• _Document_:
Bush's Unlikely Co-conspirators
At least seven House Democrats learned about the NSA's secret spying program four years ago. So why didn't anyone blow the whistle?


President Bush deserves plenty of blame for secretly authorizing domestic spying by the National Security Agency. But some of the president's fiercest critics in Congress gave him the political cover to do so. The question why they did so says much about the nation's brittle democracy and how Democrats have covertly joined with Republicans to restore the imperial presidency and effectively remove any checks on the executive branch of the U.S. government.

-snip-

Indeed, at least seven Democrats in the House were briefed by the Bush administration on the spy program as far back as four years ago. Among those briefed include Nancy Pelosi, House Democratic leader. Last week, Pelosi released a previously classified letter documenting some of her concerns about NSA spying. The question that went unanswered is why Pelosi -- and the other Democrats, including former South Dakota Sen. Tom Daschle and West Virginia Sen. Jay Rockefeller -- never blew the whistle publicly on the program.

• _Material_:

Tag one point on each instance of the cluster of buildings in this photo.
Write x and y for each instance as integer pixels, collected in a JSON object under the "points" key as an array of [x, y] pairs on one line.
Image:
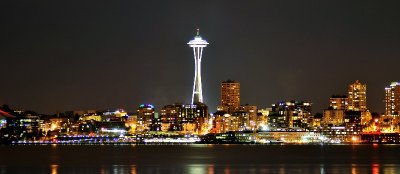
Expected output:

• _Objective 1_:
Answer these from the article, one line each:
(a) Which agency did President Bush secretly authorize to carry out domestic spying?
(b) How many House Democrats learned about the program, and how long ago?
(c) What did Nancy Pelosi release last week?
• _Objective 2_: Rewrite the article from "Indeed, at least" up to and including "on the program.", swapping "spy program" for "surveillance program".

• _Complete response 1_:
(a) The National Security Agency.
(b) At least seven, four years ago.
(c) A previously classified letter documenting some of her concerns about NSA spying.

• _Complete response 2_:
Indeed, at least seven Democrats in the House were briefed by the Bush administration on the surveillance program as far back as four years ago. Among those briefed include Nancy Pelosi, House Democratic leader. Last week, Pelosi released a previously classified letter documenting some of her concerns about NSA spying. The question that went unanswered is why Pelosi -- and the other Democrats, including former South Dakota Sen. Tom Daschle and West Virginia Sen. Jay Rockefeller -- never blew the whistle publicly on the program.